Records from a dataset:
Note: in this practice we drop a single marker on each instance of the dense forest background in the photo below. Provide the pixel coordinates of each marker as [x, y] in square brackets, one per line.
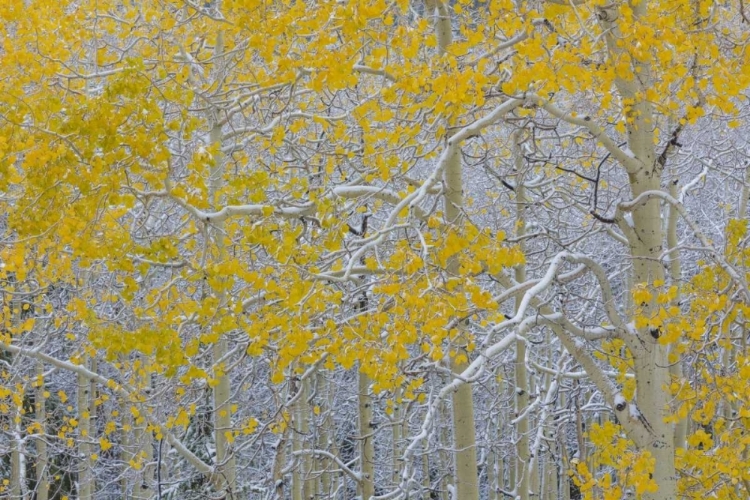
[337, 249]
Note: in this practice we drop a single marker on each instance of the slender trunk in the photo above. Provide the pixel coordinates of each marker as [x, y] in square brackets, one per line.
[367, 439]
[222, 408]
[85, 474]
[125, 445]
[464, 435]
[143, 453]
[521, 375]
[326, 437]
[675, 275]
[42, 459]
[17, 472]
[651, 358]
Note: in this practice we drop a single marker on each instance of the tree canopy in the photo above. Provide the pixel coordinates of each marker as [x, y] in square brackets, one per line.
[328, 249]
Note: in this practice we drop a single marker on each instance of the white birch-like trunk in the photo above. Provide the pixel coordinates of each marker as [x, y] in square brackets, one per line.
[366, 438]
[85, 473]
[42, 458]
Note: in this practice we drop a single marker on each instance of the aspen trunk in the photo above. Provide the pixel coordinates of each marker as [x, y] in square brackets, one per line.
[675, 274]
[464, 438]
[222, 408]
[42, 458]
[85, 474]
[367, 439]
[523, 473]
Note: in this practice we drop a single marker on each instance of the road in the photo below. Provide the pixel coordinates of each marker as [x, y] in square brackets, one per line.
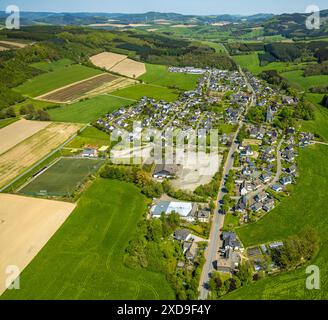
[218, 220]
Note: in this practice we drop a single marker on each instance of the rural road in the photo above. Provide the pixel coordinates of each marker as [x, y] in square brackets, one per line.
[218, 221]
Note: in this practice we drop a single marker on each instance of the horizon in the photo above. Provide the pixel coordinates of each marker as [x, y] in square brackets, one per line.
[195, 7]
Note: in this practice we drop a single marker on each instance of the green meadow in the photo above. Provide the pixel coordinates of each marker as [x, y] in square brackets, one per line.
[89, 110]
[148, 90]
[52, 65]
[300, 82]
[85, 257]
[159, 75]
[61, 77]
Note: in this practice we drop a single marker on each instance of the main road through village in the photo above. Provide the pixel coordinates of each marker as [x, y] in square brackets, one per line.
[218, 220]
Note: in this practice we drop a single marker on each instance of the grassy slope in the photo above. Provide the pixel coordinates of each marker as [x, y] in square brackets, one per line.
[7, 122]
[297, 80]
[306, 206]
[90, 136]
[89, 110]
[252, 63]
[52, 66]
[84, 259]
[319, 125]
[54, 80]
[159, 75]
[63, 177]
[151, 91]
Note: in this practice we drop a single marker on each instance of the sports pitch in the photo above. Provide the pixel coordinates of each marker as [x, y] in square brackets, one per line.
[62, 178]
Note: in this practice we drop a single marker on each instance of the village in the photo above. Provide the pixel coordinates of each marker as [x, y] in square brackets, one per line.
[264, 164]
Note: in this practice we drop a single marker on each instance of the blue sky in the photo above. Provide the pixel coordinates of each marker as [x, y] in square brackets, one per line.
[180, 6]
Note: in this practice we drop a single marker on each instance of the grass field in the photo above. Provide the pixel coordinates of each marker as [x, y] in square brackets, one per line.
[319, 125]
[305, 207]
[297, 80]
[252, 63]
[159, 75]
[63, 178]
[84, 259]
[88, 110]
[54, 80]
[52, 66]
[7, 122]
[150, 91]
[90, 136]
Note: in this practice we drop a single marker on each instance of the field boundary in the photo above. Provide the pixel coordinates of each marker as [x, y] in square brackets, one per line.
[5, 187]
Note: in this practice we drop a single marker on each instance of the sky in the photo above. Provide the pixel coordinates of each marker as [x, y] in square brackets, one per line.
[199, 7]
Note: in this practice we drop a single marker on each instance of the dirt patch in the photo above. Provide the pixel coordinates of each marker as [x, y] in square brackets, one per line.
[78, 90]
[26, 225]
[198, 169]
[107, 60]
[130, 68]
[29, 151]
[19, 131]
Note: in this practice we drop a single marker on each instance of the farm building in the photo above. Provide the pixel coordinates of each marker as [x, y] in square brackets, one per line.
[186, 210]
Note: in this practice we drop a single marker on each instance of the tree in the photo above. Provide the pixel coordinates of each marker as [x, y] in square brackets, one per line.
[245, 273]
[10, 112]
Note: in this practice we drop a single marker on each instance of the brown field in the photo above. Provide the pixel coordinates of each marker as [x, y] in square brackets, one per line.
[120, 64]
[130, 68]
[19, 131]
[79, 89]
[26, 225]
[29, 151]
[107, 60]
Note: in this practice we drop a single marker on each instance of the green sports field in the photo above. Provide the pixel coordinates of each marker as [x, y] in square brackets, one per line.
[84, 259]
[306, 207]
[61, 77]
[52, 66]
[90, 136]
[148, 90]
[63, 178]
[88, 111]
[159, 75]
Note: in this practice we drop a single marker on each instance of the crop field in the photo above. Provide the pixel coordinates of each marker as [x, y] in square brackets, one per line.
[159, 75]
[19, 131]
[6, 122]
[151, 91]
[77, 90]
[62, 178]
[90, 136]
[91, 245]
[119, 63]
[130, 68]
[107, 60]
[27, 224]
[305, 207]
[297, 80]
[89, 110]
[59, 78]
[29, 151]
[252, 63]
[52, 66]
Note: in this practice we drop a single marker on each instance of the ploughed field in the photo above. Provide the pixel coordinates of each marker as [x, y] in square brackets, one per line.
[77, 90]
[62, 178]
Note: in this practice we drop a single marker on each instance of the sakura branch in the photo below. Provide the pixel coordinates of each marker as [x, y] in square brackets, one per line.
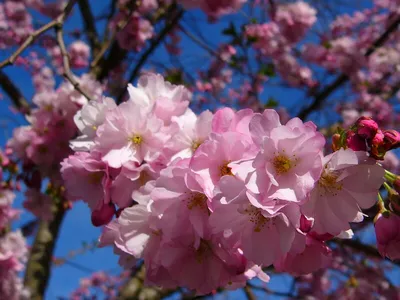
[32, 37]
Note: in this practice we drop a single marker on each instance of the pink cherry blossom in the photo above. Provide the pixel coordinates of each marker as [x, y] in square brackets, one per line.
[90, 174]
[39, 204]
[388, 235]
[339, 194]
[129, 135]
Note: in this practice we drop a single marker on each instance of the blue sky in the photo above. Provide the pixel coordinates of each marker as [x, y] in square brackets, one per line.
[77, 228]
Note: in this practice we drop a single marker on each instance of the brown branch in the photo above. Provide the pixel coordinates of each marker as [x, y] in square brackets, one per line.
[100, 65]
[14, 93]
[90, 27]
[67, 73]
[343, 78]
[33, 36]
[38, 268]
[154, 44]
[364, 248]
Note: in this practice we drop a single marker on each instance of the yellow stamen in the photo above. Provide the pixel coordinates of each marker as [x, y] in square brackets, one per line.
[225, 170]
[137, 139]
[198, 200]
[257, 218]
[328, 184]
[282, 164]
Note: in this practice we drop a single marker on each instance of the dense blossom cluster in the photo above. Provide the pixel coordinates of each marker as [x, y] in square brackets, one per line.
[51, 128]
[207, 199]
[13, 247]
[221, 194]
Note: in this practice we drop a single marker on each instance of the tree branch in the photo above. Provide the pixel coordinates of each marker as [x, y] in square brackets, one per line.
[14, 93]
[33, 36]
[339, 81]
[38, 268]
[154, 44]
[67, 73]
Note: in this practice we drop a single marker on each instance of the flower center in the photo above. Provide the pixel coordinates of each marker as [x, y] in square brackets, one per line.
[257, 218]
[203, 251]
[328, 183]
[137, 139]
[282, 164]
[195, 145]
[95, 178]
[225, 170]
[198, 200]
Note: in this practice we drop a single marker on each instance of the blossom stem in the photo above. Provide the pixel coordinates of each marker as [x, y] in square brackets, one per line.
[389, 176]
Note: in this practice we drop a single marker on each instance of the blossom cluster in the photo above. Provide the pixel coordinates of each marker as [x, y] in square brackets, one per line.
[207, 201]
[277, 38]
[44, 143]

Work required: Pictures in the data above should not be copied; transcribe everything else exactly.

Solution to the problem:
Note: in this practice we drop a single marker on each instance of the dense forest background in the photo below. Provide the pixel coordinates of each marker as [x, y] in square brackets, one per line.
[337, 249]
Note: in this practice we drop a single marker on each instance of the slender trunk in the photo above. Provide the pixel coordinates of each marker as [x, y] in square brackets, one per line.
[367, 439]
[222, 408]
[85, 474]
[125, 445]
[464, 435]
[143, 453]
[521, 375]
[326, 437]
[675, 275]
[42, 459]
[17, 472]
[651, 358]
Note: in this practice we drop a single marker on each instance of the tree canopy in the photo above. Provide the pixel coordinates of each marker as [x, y] in square brackets, one per line.
[328, 249]
Note: in this practice we drop a single marker on each instance of the white birch-like trunk in the photo above. Provide the pixel coordinates of each marker as [x, y] in square brackets, one per line.
[366, 438]
[85, 473]
[42, 458]
Note: in this practice we drop a single marker on each instance of the aspen trunk in the photo above. Provide the pixel coordinates of each marker as [x, y] in square brackets, one per line.
[675, 274]
[464, 438]
[222, 408]
[42, 458]
[85, 474]
[367, 439]
[523, 473]
Note: in this practice we drop a single marker on each instance of the road in the photo below. Provide the pixel coordinates of each marker as [x, y] in square brackets, one per line.
[218, 220]
Note: in this practice we drop a single marker on each instance of the rural road in the photo above. Provide the pixel coordinates of each marker as [x, y] in square brackets, one per line.
[218, 221]
Note: in this practice we drop a single marker on each instance of the horizon in the photo above. Provide the pixel coordinates of each marker as [x, y] in square brackets, one per line.
[195, 7]
Note: in this practice we drop a single marker on each instance of the green meadow in the photo above. Provide the pixel coordinates of each marker as [x, y] in square brackets, one per line.
[89, 110]
[148, 90]
[52, 65]
[300, 82]
[85, 257]
[159, 75]
[61, 77]
Note: in this practice we drop a single marker on each instance of the main road through village in the photo above. Provide the pixel coordinates of each marker as [x, y] in square brackets, one per line.
[218, 220]
Note: in this practice we drop a single marker on each instance of the grassy slope in the photo above. Provide the pixel coordinates of each marker as [x, y] in square brackets, one per line.
[7, 122]
[297, 80]
[306, 206]
[90, 136]
[89, 110]
[252, 63]
[52, 66]
[84, 259]
[319, 125]
[54, 80]
[159, 75]
[63, 177]
[151, 91]
Note: in this practice we drop a single marker on each instance of the sports pitch in the photo above. Provide the pixel coordinates of each marker as [x, y] in square brackets, one per line.
[62, 178]
Note: in this practice we drop a single marker on each instance of the village in the photo above. Provide the pixel coordinates of each marker as [x, y] in square brackets, one per line.
[264, 164]
Note: in this practice we drop a single marker on each instance of the blue sky in the photo above. Provide the pixel coordinates of each marker as [x, y] in square brackets, one per line.
[180, 6]
Note: in this practice we drop a single marker on each instance of the grass field in the photo above. Provide the pixel coordinates of each marker as [x, y] in square brackets, one per line.
[319, 125]
[305, 207]
[297, 80]
[252, 63]
[159, 75]
[63, 178]
[84, 259]
[88, 110]
[54, 80]
[52, 66]
[7, 122]
[150, 91]
[90, 136]
Note: in this practice we drop a single marker on each instance of the field boundary in the photo above. Provide the pixel coordinates of each marker as [x, y] in square brackets, one per line.
[5, 187]
Note: in this practice we drop a single marker on each instance of the sky in the photo above. Provide the pixel coordinates of each marker as [x, y] in square brackets, one per line.
[199, 7]
Note: in this practice we drop a single marker on each instance of the dirt patch in the photo above. Provide the pixel coordinates of each marker as [x, y] in square brackets, one per line.
[78, 90]
[26, 225]
[198, 169]
[107, 60]
[130, 68]
[29, 151]
[19, 131]
Note: in this practice we drop a single marker on each instance of the farm building in the photo above. Provide the pixel coordinates of each marker as [x, y] in square brackets, one per line.
[186, 210]
Note: in this practice we drop a single marker on each instance of the tree in the photo above. Provide the pixel coordinates of each marker as [x, y] in square brackets, one per line.
[245, 273]
[10, 112]
Note: in this practice we drop a single marker on each instance of the brown field in the photo above. Provide the pixel coordinates of each marker as [x, y] in square brackets, one per line.
[120, 64]
[130, 68]
[19, 131]
[79, 89]
[26, 225]
[29, 151]
[107, 60]
Note: in this practice we drop a single marker on each instance of the green sports field in the photo above. Provide the pixel coordinates of each marker as [x, y] in square brackets, one per line.
[84, 259]
[306, 207]
[61, 77]
[52, 66]
[90, 136]
[148, 90]
[63, 178]
[88, 111]
[159, 75]
Note: in this practice we drop a single marker on each instance of the crop field in the photo above. Provide the pixel coordinates of each marker as [x, y] in square brackets, one per line.
[159, 75]
[19, 131]
[6, 122]
[151, 91]
[77, 90]
[62, 178]
[90, 136]
[91, 245]
[119, 63]
[130, 68]
[107, 60]
[27, 224]
[305, 207]
[297, 80]
[89, 110]
[59, 78]
[29, 151]
[252, 63]
[52, 66]
Note: in this practice we drop a single marker on each instance of the ploughed field in the photo above. Provide the pixel coordinates of each marker as [x, y] in square brackets, one per line.
[77, 90]
[62, 178]
Note: in this practice we drop a single marker on each instance of the sakura branch in the photo below. Provide the pixel coordinates of each marker as [x, y] in square brackets, one per line.
[32, 37]
Note: in this practice we drop a single marker on each instance of the pink cherry blossom in the photo above. Provide the pixel coordinates of each marker as [x, y] in square brackets, one per line.
[90, 174]
[39, 204]
[388, 235]
[339, 194]
[129, 135]
Note: in this practice we drop a single marker on each instance of the blue sky in the photo above. Provide the pixel coordinates of each marker as [x, y] in square brackets, one per line.
[77, 228]
Note: in this practice we drop a single marker on each instance of the brown branch in the photo above. Provide the pixel coordinates of each marker as [x, y] in square brackets, one per line.
[100, 65]
[14, 93]
[90, 27]
[67, 73]
[343, 78]
[33, 36]
[38, 268]
[154, 44]
[364, 248]
Note: in this practice we drop a single marker on each instance of the yellow stamen in the photo above. Provide the pixel coordinates of each marker as [x, y] in square brackets, one per line.
[225, 170]
[137, 139]
[198, 200]
[257, 218]
[328, 184]
[282, 164]
Note: in this practice we drop a single marker on each instance of the dense blossom cluster in the photo above. Provide the pixel coordinates of each marker as [x, y] in square brackets, one per line.
[51, 128]
[207, 199]
[13, 247]
[221, 194]
Note: in this practice we drop a single marker on each instance of the tree branch in the photo above. Provide the pixel coordinates of each marker as [x, y] in square brackets, one per line.
[14, 93]
[33, 36]
[339, 81]
[38, 268]
[154, 44]
[67, 73]
Note: in this practice we drop a single marker on each instance of the flower center in the photo above. Provide the pixel coordinates of each marker as [x, y] in square brackets, one per line.
[257, 218]
[203, 251]
[328, 183]
[137, 139]
[282, 164]
[195, 145]
[95, 178]
[225, 170]
[198, 200]
Note: in this practice we drop a single marker on each instance of the blossom stem in the photo above. Provide the pixel coordinates of each marker as [x, y] in square brackets, one per line.
[389, 176]
Note: in this practice we drop a single marker on each instance of the blossom cluster in the photo above. Provide the pixel coordinates of each marker as [x, y] in square brackets, one per line.
[207, 201]
[277, 38]
[44, 143]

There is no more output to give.